- SUPPLIED DATA
*** Block opens ***
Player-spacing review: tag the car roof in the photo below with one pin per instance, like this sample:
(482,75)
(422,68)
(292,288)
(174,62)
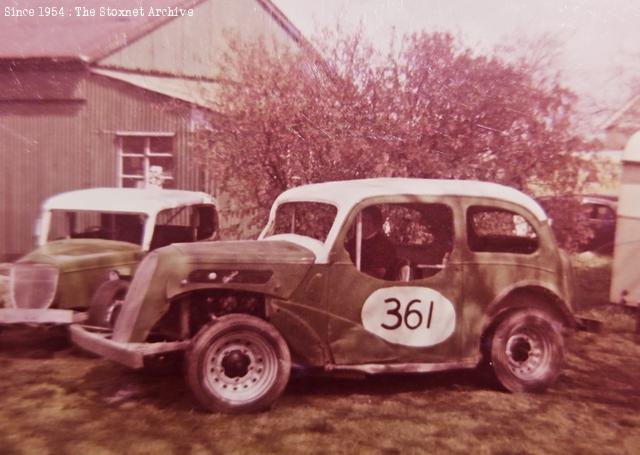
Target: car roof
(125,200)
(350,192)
*** Block closes ***
*** Block opens ***
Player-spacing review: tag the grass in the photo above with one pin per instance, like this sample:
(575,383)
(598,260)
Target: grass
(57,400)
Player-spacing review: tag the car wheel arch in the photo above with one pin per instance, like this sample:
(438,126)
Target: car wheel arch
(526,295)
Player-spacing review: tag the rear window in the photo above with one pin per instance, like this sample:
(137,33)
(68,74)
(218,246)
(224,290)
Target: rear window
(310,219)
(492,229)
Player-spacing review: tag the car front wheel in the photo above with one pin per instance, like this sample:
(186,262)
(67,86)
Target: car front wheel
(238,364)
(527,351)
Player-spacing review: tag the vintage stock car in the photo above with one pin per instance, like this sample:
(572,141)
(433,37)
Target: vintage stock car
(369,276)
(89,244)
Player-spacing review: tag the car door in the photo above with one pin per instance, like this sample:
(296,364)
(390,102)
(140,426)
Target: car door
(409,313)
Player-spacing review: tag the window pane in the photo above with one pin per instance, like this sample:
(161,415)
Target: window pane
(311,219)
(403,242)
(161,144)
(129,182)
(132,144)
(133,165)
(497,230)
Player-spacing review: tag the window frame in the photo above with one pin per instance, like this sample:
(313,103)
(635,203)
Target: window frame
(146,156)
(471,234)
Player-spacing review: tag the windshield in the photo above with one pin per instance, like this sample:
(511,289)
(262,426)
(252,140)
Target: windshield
*** Block closes ***
*** Block opens ***
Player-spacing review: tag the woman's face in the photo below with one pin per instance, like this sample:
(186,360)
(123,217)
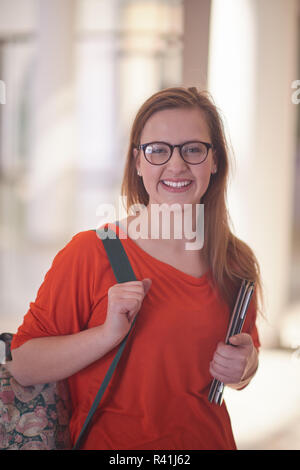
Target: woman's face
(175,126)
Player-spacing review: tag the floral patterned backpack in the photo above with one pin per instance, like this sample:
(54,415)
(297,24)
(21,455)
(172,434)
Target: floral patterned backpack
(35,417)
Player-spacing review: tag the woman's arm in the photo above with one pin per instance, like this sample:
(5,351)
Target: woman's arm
*** Block closes ***
- WHAT YOU WILL DO
State the number of lines above that include "below", and nothing further.

- EXERCISE RESULT
2